[BEGIN]

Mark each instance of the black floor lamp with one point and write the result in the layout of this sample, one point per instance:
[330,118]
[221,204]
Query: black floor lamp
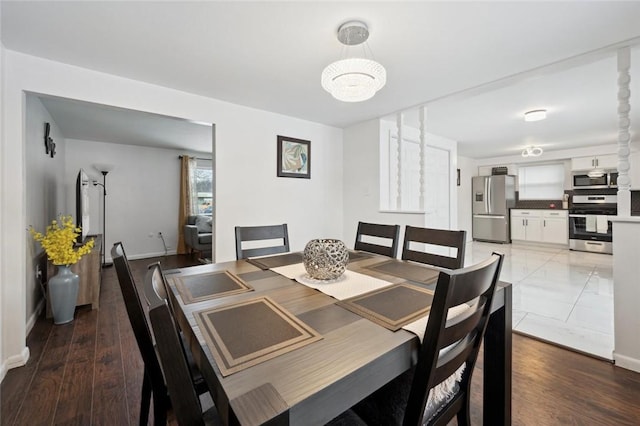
[104,169]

[END]

Write out the records above word for word, leaving out the pictures.

> [Output]
Mark each instance of the black floor lamp with one point and write the result in the layout of this sample, one point per instance:
[330,118]
[221,204]
Query: black floor lamp
[104,169]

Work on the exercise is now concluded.